- WHAT TO DO
Lines with the word "Target" are the answer; copy each of them from the data below.
▬▬▬
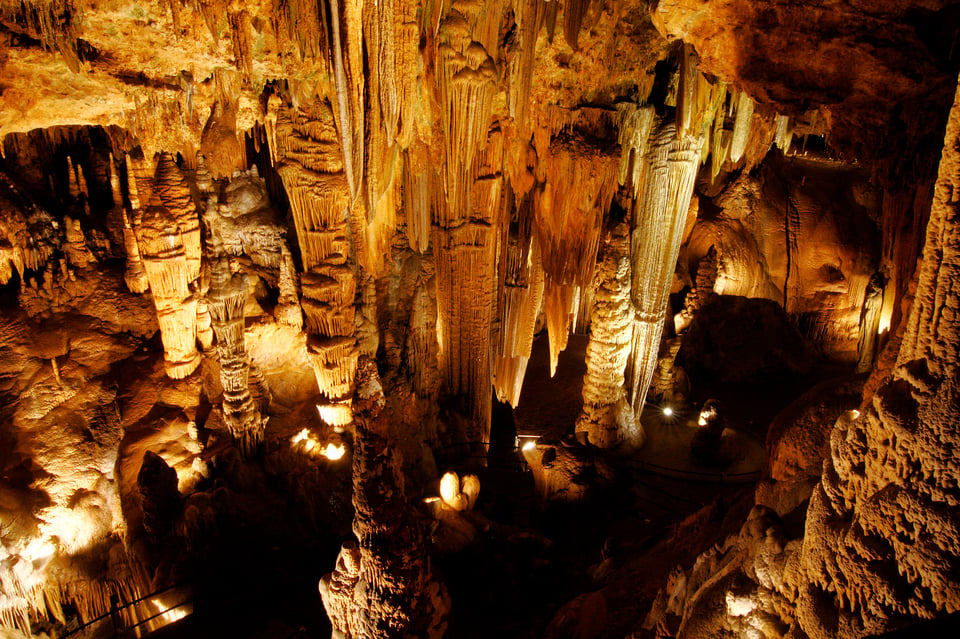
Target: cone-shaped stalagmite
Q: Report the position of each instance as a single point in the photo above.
(606, 416)
(383, 585)
(168, 270)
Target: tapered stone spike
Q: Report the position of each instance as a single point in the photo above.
(655, 243)
(609, 348)
(169, 272)
(226, 299)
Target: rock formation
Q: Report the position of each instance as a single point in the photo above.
(383, 584)
(226, 299)
(605, 417)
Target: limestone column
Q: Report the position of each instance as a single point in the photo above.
(312, 170)
(226, 300)
(661, 215)
(383, 585)
(606, 416)
(168, 271)
(883, 527)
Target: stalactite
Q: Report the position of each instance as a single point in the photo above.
(604, 417)
(226, 298)
(466, 212)
(383, 585)
(531, 19)
(465, 74)
(169, 271)
(311, 168)
(75, 247)
(655, 243)
(783, 137)
(368, 334)
(634, 132)
(288, 309)
(742, 126)
(579, 183)
(173, 191)
(416, 197)
(204, 328)
(522, 297)
(220, 147)
(573, 14)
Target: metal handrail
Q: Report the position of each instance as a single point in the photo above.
(115, 610)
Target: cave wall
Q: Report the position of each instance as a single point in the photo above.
(431, 180)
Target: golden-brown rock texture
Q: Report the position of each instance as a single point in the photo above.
▬▬▬
- ANSWER FOR THIS EXERCISE
Target: cone-shaped stalagmite
Target: tapered stone spike
Target: rock formation
Target: limestone column
Target: stalactite
Target: metal handrail
Target: cave wall
Target: golden-brown rock texture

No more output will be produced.